# TASK DETAILS:
From the items below, list every line that contains the word "uniform". Treat uppercase and lowercase as different.

[Object position labeling items]

- - - - -

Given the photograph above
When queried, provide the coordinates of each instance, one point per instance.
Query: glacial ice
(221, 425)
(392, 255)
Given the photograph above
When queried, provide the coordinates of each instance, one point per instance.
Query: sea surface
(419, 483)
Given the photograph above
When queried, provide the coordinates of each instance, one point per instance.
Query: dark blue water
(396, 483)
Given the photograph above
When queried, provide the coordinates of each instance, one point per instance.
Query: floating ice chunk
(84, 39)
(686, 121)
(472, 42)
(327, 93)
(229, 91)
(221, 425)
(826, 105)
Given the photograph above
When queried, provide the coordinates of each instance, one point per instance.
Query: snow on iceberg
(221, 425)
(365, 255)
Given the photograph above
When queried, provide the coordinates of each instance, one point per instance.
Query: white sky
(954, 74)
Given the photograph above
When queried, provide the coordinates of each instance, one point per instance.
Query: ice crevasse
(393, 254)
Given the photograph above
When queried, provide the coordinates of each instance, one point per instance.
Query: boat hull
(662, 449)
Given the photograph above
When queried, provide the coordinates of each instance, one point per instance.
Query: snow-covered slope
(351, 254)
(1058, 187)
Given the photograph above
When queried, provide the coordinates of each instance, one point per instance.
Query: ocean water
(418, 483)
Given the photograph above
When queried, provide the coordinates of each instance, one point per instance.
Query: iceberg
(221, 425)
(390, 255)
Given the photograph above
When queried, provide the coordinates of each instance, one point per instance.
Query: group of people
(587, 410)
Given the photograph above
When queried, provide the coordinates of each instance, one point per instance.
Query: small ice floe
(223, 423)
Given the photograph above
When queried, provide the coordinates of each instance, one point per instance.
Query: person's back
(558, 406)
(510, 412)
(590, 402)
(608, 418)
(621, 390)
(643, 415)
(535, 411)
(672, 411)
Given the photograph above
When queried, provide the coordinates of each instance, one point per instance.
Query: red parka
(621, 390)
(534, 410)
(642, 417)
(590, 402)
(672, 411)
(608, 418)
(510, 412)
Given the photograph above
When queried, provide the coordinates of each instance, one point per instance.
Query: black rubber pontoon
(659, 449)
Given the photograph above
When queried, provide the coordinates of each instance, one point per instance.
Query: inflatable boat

- - - - -

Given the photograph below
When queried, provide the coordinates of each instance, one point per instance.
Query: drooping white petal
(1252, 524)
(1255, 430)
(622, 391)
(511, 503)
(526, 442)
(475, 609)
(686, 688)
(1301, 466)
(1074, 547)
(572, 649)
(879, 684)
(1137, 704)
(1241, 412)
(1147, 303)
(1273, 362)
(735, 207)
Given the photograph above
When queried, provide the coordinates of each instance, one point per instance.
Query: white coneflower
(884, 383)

- - - - -

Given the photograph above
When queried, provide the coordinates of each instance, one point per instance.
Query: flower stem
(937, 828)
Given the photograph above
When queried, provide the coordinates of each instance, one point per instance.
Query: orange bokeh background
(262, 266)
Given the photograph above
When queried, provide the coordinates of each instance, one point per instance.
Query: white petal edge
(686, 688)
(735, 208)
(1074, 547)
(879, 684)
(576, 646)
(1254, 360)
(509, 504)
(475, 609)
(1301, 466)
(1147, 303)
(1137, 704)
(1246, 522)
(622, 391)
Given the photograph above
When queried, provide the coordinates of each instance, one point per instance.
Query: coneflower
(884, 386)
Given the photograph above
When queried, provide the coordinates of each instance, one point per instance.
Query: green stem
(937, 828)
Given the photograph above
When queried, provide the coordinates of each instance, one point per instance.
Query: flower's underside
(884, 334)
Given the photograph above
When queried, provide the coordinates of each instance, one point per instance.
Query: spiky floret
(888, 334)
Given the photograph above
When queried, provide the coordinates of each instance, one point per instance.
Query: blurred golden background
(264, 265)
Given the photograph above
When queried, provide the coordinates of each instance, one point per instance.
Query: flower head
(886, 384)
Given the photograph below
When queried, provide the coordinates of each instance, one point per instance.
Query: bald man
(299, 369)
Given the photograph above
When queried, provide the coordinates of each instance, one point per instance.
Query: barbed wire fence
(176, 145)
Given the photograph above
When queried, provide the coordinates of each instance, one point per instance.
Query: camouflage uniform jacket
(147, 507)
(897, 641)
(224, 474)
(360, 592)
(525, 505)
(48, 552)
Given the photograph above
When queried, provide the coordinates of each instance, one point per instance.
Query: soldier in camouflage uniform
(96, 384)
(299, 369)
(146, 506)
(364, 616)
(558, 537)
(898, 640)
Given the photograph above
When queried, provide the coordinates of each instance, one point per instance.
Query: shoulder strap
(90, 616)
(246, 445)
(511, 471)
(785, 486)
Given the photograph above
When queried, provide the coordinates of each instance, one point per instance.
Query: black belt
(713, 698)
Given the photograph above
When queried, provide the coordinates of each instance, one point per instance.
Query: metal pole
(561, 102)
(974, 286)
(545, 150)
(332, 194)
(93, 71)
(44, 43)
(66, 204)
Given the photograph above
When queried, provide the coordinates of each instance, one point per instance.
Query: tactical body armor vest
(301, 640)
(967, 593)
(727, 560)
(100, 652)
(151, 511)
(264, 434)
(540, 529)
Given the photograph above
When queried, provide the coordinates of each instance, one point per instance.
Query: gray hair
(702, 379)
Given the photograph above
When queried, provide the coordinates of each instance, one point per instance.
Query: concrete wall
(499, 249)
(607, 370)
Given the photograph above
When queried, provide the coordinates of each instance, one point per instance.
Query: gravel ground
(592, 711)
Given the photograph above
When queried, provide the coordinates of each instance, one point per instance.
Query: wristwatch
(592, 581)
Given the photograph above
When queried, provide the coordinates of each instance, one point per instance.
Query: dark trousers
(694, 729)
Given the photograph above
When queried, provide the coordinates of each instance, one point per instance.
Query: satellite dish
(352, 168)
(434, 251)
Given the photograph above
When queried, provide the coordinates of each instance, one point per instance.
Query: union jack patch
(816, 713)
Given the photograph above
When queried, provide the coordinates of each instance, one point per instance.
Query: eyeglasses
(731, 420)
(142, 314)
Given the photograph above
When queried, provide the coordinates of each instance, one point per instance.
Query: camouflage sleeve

- - - - -

# SOLUTION TO THIS EXERCISE:
Query: camouflage uniform jacket
Query: soldier in camouflage uniform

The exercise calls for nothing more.